→ Given exercise 1: Count the lines in the listing that contain the string "green", matching case exactly, and give only the number.

→ Document section:
Charles Mulford Robinson (30 April 1869 – 30 December 1917) was a journalist and a writer who became famous as a pioneering urban planning theorist.

Career overview

He was the first Professor for Civic Design at University of Illinois at Urbana-Champaign, which was only one of two universities offering courses in urban planning at the time, the other being Harvard.

Robinson wrote The Fair of Spectacle in 1893, an illustrated description of Chicago's World Columbian Exposition, a watershed event for the City Beautiful Movement, and went on to write the first guide to city planning in 1901, titled The Improvement of Towns and Cities.

[Entries from a point annotation set]
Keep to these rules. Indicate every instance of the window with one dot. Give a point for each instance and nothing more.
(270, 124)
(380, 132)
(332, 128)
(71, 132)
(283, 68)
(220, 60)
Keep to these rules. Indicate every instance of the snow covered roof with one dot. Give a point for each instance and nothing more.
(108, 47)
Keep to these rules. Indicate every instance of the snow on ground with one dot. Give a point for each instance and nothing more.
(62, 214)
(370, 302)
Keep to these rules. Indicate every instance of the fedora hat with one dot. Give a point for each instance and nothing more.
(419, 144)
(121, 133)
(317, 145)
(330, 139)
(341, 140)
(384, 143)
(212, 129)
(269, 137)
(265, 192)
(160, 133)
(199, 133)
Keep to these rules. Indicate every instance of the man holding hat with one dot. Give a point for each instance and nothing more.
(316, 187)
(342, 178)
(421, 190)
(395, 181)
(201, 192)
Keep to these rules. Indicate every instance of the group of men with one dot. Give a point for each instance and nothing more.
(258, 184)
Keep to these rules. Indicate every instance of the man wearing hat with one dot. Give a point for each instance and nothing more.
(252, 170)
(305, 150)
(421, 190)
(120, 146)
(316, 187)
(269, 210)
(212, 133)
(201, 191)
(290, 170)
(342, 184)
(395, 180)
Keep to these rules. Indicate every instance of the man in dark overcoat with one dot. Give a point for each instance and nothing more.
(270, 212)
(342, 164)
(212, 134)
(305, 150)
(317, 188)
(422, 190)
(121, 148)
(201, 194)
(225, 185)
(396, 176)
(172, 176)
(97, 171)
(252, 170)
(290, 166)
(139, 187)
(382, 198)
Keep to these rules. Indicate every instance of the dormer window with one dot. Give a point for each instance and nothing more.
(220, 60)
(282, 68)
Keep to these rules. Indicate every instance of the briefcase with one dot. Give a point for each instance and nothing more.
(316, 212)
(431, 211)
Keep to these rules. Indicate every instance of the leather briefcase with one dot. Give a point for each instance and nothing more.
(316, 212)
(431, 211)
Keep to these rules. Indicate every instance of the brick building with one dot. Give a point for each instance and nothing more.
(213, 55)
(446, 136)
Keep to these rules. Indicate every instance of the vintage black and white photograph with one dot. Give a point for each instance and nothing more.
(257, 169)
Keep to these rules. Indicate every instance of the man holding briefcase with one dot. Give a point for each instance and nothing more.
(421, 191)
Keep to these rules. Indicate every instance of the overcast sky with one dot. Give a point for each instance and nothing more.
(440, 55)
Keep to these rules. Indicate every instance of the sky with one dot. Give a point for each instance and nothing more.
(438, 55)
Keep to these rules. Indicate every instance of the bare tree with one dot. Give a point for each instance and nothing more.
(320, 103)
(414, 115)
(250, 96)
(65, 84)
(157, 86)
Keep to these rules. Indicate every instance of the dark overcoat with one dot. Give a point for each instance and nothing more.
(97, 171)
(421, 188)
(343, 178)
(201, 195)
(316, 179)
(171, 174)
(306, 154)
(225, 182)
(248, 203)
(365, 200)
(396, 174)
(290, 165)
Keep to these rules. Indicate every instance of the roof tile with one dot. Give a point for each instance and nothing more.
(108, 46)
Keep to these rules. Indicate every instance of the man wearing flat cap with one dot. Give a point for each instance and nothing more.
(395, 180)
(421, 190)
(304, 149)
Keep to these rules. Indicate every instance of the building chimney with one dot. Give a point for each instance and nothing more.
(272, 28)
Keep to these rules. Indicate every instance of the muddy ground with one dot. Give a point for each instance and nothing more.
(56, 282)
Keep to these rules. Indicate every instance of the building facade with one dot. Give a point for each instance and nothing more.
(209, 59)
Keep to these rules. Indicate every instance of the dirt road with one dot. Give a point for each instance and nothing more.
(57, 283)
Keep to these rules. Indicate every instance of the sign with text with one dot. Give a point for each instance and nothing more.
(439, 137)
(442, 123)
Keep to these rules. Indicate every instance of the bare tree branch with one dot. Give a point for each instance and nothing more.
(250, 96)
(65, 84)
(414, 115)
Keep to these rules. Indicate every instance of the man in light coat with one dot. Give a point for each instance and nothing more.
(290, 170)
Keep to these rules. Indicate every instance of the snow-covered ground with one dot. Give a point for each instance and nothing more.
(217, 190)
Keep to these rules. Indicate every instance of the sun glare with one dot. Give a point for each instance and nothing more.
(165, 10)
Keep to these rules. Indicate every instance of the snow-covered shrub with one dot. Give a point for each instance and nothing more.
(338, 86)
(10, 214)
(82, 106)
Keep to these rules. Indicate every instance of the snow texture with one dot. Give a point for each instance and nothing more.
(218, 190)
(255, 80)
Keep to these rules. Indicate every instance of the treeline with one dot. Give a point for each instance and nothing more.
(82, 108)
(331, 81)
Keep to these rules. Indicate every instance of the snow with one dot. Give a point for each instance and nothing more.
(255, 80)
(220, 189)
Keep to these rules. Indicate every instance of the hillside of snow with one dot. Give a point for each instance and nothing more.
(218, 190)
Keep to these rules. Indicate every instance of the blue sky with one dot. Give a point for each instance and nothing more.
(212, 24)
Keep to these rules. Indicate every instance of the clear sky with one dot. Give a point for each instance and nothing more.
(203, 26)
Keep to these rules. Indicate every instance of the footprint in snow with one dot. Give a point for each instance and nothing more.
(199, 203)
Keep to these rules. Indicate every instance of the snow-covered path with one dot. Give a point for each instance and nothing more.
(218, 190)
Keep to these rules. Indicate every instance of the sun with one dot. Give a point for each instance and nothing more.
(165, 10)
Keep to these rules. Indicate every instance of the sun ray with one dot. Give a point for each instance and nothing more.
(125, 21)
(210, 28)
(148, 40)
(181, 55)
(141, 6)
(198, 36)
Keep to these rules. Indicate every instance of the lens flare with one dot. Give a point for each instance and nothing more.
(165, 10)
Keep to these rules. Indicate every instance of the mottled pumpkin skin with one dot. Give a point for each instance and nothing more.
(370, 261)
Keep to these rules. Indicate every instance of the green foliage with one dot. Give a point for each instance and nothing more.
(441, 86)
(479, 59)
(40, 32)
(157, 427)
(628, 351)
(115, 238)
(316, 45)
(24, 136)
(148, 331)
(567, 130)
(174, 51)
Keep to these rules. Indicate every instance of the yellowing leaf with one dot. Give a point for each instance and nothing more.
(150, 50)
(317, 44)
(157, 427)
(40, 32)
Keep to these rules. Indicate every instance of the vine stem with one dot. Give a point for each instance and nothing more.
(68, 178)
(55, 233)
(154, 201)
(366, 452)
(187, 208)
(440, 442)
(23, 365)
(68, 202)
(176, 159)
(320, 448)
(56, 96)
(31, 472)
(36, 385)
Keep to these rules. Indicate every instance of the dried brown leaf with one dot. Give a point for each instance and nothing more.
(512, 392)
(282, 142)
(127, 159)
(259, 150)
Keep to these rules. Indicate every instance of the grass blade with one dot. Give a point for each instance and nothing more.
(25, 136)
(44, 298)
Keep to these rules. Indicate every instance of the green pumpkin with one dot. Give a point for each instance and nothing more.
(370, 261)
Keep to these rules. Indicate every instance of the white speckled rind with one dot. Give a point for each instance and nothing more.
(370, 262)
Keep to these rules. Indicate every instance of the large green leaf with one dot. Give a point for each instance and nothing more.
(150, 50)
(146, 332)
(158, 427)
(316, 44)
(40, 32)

→ Given exercise 2: Continue the passage about Charles Mulford Robinson from the end of its last sentence.

→ Exercise answer 1: 3

→ Exercise answer 2:
In 1909, he developed the original plans for the Fort Wayne Park and Boulevard System in Fort Wayne, Indiana.[1]:5–6 He was hired in 1910 to review the city design and planning of St. Joseph, Missouri. Fully half of his report dealt with the need for park space in the city, leading to the design of the National Register of Historic Places–listed St. Joseph Park and Parkway System.[2]

Works

  • The Fair of Spectacle: A Report on Chicago's World Columbian Exposition (1893)
  • "Improvement in City Live," The Atlantic Monthly, Vol. LXXXIII (1899)[3]
  • Rochester Ways (1900)
  • The Improvement of Towns and Cities. Or the Practical Basic of Civic Aesthetics (1901)
  • Modern Civic Art, or the City Made Beautiful (1903)
  • The Call of the City (1908)
  • City Planning (1916)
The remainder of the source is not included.